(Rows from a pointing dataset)
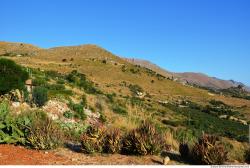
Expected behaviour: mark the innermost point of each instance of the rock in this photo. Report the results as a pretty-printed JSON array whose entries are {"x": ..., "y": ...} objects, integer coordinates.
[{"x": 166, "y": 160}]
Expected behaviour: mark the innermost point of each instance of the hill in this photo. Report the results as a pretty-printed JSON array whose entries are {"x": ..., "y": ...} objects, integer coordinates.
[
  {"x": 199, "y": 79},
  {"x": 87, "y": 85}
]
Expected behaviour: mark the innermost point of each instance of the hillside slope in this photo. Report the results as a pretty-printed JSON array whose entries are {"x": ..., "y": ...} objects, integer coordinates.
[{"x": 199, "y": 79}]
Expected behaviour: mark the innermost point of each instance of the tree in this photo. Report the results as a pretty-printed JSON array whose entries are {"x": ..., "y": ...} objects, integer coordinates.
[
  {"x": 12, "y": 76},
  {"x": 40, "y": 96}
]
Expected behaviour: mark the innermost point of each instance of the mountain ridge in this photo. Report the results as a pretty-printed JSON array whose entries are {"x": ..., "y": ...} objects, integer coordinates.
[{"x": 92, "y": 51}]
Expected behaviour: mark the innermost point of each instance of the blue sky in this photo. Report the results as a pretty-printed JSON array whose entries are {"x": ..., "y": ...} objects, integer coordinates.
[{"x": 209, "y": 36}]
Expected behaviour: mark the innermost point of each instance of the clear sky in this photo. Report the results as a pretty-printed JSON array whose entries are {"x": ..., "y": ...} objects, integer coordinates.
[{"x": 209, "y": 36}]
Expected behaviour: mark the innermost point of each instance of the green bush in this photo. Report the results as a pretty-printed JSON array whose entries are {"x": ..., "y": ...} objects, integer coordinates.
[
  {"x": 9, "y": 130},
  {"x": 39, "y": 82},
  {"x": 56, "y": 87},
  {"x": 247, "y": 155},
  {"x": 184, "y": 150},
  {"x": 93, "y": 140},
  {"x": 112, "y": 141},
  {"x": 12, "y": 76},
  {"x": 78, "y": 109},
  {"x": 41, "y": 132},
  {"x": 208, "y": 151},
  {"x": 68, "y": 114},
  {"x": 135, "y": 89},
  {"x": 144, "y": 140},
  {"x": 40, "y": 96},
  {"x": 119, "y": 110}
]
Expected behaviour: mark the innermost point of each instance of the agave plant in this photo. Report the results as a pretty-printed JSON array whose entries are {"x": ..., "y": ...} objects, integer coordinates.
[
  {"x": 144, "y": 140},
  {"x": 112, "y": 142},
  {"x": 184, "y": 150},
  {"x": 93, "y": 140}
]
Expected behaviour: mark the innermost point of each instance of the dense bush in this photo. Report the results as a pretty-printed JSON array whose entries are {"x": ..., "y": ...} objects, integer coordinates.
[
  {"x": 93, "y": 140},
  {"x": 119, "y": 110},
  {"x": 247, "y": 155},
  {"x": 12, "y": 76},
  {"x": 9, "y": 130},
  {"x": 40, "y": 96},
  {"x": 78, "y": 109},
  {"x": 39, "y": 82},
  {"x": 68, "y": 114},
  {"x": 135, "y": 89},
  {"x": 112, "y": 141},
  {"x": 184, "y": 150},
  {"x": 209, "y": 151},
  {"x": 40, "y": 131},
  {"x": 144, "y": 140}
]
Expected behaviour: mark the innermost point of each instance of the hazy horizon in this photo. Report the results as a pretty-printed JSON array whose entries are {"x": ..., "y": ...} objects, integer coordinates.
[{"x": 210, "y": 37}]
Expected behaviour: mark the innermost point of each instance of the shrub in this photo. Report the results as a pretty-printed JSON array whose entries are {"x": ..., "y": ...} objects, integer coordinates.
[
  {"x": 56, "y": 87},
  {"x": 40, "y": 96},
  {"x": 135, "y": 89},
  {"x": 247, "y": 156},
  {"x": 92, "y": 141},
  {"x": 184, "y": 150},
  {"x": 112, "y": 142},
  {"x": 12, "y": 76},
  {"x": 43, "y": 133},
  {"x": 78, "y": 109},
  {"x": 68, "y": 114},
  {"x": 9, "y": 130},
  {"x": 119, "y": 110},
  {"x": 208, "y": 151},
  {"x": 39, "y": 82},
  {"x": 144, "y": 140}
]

---

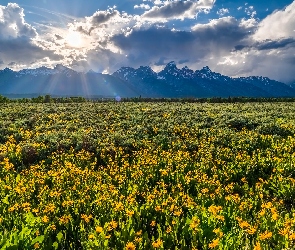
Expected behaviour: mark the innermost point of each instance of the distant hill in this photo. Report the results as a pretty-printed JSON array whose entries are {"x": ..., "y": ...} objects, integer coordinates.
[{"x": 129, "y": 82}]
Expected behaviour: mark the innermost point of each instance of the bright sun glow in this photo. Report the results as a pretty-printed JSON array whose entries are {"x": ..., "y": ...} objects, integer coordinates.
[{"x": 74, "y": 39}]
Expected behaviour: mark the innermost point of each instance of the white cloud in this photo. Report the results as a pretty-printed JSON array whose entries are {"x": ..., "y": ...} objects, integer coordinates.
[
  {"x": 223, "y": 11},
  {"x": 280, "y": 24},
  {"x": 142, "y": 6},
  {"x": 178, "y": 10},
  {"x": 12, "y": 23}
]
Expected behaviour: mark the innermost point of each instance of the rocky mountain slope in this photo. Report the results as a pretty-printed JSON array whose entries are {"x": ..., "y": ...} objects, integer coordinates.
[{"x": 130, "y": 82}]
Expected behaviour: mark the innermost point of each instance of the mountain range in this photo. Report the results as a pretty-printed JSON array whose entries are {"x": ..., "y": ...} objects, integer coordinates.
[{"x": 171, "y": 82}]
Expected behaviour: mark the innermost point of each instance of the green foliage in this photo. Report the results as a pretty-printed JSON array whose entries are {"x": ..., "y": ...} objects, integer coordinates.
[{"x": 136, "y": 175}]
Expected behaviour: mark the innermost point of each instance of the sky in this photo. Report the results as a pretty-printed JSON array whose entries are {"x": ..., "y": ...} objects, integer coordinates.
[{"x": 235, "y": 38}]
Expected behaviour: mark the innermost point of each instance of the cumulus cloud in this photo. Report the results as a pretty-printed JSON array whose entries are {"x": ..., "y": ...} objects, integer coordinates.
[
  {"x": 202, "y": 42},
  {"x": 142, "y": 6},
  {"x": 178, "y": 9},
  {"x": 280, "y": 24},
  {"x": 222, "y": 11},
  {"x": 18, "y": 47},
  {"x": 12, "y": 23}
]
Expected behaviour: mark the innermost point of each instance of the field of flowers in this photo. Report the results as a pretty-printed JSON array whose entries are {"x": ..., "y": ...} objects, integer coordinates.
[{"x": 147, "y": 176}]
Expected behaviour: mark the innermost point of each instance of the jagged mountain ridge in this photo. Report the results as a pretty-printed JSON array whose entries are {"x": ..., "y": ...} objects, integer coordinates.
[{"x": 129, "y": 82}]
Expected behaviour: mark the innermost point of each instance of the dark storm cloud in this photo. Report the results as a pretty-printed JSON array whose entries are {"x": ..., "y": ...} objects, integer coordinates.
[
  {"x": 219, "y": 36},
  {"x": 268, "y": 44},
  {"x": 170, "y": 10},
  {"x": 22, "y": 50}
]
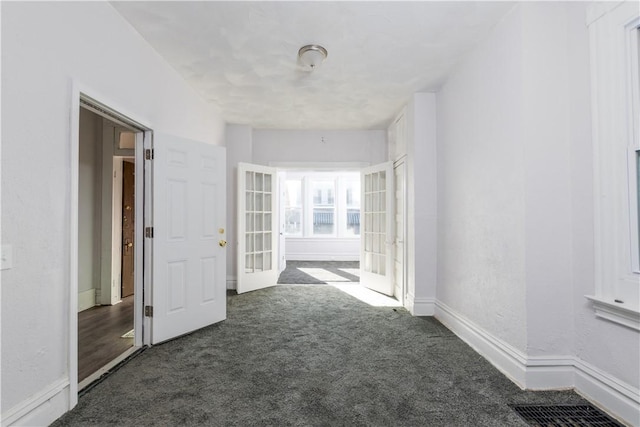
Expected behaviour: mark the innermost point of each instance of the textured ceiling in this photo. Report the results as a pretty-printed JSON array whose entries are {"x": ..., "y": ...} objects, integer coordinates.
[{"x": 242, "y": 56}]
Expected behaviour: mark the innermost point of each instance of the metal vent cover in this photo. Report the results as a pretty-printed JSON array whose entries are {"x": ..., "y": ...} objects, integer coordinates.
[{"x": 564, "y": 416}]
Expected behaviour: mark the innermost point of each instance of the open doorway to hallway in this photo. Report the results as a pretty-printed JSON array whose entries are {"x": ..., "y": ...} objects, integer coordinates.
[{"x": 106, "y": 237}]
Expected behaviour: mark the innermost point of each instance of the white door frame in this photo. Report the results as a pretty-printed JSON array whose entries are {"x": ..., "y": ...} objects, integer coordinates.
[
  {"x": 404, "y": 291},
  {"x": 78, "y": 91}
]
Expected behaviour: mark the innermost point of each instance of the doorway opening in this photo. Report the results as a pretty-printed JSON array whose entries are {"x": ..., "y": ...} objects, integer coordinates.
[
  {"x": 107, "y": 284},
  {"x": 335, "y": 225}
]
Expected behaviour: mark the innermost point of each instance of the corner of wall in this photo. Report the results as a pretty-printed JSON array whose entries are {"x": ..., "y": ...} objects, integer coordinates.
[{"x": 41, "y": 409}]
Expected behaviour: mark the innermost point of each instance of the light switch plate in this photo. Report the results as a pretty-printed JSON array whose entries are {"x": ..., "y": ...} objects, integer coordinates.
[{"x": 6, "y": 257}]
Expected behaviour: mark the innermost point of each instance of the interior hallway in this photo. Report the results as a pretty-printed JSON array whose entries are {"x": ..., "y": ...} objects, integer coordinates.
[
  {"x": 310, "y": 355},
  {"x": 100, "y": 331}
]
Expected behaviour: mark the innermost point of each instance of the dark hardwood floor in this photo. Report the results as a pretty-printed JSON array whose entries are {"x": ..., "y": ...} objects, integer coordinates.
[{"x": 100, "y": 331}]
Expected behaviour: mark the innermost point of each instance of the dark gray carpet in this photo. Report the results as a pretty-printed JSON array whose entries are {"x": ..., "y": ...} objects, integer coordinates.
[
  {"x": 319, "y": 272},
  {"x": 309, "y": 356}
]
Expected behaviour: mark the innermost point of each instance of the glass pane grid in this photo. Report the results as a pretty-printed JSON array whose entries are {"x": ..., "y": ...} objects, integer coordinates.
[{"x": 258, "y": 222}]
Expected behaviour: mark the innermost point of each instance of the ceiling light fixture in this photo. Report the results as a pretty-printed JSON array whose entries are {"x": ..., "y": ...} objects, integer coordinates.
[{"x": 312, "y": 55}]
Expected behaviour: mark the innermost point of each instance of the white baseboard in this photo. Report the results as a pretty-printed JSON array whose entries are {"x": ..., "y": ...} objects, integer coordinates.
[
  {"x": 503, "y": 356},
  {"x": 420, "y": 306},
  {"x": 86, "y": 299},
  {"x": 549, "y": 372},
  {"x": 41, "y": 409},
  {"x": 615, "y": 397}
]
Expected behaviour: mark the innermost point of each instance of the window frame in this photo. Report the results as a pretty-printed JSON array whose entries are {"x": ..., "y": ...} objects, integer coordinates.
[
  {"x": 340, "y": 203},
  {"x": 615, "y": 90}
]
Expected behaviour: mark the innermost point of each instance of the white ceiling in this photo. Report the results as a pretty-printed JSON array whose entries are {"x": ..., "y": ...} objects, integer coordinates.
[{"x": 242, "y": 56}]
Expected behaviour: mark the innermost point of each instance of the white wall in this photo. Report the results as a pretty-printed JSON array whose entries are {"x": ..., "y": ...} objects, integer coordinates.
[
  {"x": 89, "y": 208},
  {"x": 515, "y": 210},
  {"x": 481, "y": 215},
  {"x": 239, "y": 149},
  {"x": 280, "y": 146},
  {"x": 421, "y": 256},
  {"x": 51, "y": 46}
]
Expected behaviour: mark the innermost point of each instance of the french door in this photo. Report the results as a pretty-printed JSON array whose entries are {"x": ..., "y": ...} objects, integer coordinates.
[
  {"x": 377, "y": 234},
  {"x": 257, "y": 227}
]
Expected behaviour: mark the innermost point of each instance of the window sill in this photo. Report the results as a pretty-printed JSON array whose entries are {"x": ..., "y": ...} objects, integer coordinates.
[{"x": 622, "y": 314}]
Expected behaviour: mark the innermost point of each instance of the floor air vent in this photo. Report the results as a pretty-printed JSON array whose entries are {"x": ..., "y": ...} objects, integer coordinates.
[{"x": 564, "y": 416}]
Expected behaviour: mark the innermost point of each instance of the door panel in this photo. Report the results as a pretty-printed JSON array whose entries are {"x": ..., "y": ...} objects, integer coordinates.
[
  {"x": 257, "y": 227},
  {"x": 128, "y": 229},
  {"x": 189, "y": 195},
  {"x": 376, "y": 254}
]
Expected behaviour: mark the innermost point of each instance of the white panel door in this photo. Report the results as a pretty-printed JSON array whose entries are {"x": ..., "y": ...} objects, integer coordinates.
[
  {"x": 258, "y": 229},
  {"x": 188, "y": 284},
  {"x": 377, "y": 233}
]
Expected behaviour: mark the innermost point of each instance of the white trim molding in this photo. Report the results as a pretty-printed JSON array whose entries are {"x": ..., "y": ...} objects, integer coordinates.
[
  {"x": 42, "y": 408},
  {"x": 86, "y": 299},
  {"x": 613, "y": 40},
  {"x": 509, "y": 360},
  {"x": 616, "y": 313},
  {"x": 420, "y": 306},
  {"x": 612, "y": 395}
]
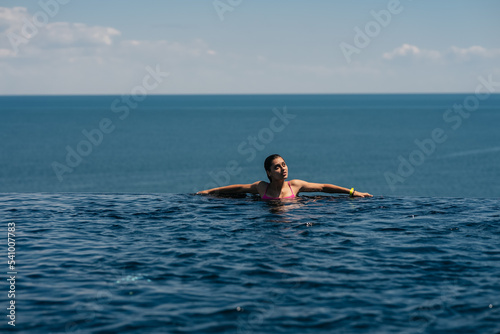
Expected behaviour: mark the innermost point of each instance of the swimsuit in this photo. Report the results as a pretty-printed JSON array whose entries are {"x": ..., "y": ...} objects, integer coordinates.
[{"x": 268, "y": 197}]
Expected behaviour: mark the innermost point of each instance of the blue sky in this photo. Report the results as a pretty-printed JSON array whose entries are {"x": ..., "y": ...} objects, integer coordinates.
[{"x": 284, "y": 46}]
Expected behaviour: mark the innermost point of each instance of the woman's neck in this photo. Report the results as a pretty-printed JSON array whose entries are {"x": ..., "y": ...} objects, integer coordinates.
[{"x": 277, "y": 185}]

==

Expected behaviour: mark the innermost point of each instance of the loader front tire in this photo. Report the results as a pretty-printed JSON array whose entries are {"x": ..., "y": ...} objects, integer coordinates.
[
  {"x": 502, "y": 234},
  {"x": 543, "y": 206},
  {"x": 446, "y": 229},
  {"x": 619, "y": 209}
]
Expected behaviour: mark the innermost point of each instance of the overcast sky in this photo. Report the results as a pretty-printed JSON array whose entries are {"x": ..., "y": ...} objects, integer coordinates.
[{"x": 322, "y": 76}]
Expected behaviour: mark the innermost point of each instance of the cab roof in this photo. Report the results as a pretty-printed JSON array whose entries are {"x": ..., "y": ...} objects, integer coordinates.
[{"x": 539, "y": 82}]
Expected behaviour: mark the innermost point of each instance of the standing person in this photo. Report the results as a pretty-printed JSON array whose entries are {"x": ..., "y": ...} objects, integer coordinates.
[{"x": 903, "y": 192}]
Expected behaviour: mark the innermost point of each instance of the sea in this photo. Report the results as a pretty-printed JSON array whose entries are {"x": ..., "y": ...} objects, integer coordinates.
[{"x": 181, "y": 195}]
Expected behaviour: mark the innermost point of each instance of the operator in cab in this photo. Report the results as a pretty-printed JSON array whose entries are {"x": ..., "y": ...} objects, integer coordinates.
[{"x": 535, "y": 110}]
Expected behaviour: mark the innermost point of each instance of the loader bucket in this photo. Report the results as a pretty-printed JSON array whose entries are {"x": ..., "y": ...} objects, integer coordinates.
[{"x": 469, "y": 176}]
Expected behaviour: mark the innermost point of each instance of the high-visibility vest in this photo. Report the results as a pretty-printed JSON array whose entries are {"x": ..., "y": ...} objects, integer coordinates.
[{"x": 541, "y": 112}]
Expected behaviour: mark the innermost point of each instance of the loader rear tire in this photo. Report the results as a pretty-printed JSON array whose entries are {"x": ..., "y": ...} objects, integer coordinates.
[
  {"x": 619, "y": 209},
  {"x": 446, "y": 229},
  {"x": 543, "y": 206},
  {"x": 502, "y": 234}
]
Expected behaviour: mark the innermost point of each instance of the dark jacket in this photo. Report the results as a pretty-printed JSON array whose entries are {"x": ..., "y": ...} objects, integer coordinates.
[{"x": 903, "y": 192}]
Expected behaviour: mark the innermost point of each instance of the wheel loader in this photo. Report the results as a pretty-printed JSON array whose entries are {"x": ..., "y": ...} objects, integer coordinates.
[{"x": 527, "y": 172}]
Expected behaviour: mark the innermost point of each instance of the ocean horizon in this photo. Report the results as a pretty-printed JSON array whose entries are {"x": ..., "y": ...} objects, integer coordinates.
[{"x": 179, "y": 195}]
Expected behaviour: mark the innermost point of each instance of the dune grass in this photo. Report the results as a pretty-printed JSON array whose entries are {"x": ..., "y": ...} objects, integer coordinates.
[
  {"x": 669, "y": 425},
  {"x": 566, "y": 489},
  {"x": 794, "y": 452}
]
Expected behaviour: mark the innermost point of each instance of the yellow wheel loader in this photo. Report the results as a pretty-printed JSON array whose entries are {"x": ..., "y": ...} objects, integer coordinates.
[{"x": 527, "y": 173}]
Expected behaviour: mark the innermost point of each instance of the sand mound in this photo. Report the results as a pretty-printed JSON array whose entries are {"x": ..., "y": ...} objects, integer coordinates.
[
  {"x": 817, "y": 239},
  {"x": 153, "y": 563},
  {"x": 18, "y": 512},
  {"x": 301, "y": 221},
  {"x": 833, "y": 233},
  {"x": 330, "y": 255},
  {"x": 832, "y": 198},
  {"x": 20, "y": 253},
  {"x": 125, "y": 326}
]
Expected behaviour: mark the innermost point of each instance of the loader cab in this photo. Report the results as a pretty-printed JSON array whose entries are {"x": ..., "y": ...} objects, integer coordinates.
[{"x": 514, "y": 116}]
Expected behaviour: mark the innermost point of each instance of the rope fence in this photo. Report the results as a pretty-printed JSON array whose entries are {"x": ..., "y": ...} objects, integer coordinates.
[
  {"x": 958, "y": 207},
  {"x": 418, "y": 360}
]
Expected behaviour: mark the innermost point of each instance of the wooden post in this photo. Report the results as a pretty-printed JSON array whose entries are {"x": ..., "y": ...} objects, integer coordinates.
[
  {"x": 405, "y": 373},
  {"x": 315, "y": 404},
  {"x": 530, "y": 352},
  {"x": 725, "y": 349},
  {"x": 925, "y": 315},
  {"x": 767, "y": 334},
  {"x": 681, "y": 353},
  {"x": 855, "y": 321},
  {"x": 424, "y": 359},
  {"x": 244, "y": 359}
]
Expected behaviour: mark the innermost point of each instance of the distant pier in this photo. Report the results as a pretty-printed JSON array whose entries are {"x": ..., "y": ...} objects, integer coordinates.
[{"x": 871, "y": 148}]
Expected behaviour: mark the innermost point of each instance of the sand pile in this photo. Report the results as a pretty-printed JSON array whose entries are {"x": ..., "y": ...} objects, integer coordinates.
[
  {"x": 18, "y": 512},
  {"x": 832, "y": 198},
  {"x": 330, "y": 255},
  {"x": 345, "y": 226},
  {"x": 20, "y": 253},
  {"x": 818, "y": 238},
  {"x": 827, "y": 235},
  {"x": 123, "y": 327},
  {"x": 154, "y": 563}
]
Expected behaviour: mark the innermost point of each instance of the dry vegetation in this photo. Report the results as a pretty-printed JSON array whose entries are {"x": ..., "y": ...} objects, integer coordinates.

▶ [Required work]
How many lines in the data above contain the word "floor"? Match case exactly, and reply with only the number.

▶ [The response]
2